-- Start Records for the task --
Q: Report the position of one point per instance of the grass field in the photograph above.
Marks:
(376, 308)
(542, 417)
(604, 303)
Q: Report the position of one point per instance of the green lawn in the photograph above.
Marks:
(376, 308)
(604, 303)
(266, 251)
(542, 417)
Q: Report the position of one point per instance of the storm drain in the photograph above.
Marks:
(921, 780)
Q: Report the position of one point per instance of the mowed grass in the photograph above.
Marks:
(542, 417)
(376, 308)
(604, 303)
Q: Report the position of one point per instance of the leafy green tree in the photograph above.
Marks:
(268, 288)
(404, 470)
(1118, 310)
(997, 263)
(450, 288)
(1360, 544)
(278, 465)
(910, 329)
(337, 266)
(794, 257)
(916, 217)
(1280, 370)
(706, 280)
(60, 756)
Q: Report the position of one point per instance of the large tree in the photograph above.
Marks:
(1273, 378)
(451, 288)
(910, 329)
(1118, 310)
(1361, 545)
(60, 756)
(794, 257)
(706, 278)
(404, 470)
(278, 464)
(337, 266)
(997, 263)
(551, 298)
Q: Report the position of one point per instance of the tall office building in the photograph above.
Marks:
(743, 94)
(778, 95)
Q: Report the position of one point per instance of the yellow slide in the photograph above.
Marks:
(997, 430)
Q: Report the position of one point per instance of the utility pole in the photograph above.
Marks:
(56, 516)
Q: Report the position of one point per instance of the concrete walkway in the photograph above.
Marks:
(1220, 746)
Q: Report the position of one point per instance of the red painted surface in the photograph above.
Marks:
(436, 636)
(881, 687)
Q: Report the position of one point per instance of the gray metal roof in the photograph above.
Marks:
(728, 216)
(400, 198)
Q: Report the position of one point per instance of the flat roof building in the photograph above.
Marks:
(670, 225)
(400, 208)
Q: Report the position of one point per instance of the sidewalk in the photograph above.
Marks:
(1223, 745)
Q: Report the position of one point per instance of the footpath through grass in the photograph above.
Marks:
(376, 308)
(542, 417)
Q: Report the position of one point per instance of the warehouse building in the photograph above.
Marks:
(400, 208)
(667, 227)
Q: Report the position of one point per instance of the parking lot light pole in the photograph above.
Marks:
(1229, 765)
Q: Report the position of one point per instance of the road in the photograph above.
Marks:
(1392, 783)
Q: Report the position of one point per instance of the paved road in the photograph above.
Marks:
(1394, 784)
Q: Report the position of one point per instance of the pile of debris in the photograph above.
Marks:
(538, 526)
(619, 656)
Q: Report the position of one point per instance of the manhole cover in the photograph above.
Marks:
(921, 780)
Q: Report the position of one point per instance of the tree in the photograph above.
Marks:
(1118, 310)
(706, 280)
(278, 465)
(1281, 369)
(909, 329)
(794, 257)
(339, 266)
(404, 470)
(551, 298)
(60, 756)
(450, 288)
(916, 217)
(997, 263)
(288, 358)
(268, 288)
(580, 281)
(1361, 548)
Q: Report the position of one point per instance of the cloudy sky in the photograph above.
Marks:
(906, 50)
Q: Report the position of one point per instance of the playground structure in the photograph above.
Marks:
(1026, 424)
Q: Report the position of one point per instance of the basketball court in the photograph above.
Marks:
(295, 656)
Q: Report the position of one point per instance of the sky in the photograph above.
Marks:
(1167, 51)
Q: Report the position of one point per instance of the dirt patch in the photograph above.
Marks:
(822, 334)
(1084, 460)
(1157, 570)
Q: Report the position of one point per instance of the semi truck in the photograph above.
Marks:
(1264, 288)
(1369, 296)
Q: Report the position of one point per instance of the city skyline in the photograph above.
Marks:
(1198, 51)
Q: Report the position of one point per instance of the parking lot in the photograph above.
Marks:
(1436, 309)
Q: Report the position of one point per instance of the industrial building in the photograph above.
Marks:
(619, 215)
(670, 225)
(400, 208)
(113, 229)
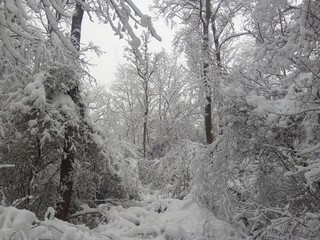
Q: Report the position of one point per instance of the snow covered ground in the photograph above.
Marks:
(164, 219)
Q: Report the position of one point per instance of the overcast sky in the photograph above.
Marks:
(103, 36)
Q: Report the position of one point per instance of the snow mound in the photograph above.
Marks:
(176, 220)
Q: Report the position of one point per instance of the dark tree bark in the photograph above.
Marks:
(205, 73)
(67, 161)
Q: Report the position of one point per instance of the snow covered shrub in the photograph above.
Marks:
(171, 173)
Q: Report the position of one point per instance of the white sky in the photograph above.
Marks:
(103, 36)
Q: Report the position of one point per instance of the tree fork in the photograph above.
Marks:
(67, 161)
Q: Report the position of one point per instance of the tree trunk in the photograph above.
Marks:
(205, 74)
(146, 115)
(67, 161)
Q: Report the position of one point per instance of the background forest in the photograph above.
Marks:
(231, 117)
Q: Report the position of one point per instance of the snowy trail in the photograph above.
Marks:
(165, 219)
(169, 219)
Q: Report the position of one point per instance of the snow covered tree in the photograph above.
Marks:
(42, 108)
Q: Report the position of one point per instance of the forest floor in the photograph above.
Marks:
(152, 218)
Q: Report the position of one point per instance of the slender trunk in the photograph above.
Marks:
(67, 161)
(205, 75)
(146, 115)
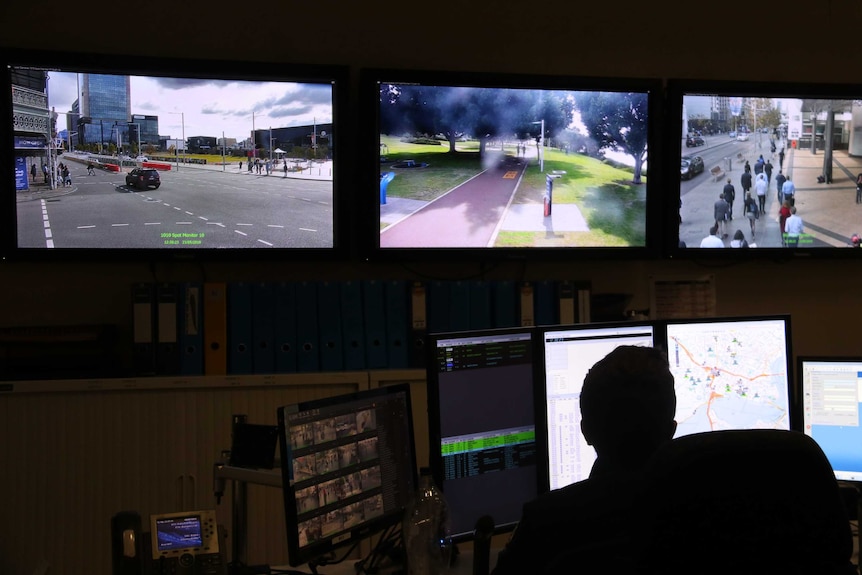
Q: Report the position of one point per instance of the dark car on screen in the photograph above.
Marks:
(690, 166)
(143, 178)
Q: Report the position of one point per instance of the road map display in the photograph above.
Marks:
(730, 374)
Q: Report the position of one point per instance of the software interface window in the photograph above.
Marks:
(487, 426)
(568, 355)
(831, 400)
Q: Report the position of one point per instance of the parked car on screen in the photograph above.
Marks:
(143, 178)
(690, 166)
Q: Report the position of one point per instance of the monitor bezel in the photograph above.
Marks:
-- End Records for the task --
Lay out the lines of the entries above as a numbered list without blank lines, beginning at the line that contains "mound in the photograph above." and stopping at the last line of the entries. Leave the pictures out of your answer.

1. Q: Report the position of one point per instance of the snow mound in the photograph above.
2. Marks:
3. (176, 220)
4. Q: Report the position of one point per instance of the dark tree bark in the photograph above.
5. Marks:
6. (205, 73)
7. (67, 161)
8. Q: Report the position of one point per instance of the snow covered shrub in the photograph above.
9. Marks:
10. (171, 173)
11. Q: Report the position of one point per instance of the white sky in the photograph above.
12. Marks:
13. (103, 36)
14. Q: Report the position of one point per instance of the tree fork in the photograph above.
15. Marks:
16. (67, 161)
17. Q: Report the position of one point per instance of the tree trunk in the photograph above.
18. Marks:
19. (205, 74)
20. (146, 115)
21. (67, 161)
22. Q: Report the position of one point per instance of the background forest in the photograph above.
23. Marks:
24. (231, 117)
25. Q: Report the position of one point per instance of the snowy trail in the photograph above.
26. Marks:
27. (165, 219)
28. (169, 219)
29. Q: Report the position of one point per instance of the snow covered tree in the photograph above.
30. Marks:
31. (42, 108)
32. Q: Report the position of one point per instance of the forest floor in the photograph above.
33. Marks:
34. (152, 218)
35. Q: Report the position of one point per instance of the slender trunk in the photograph above.
36. Marks:
37. (67, 161)
38. (205, 75)
39. (146, 115)
40. Q: Report the position of one point per instance of the dark car on screen in the photograph above.
41. Marks:
42. (690, 166)
43. (143, 178)
44. Q: Report the position of one point per instance of the road map display in the photograph above.
45. Marks:
46. (730, 374)
47. Q: Report the position of one point per instance of the software interface window in the photograph above.
48. Marks:
49. (487, 426)
50. (568, 355)
51. (831, 400)
52. Q: Report the position of one point per instance of the parked car on screen in the photograph above.
53. Marks:
54. (143, 178)
55. (690, 166)
56. Q: Report the position of one point per instance of the monitor bezel in the photograph above.
57. Marks:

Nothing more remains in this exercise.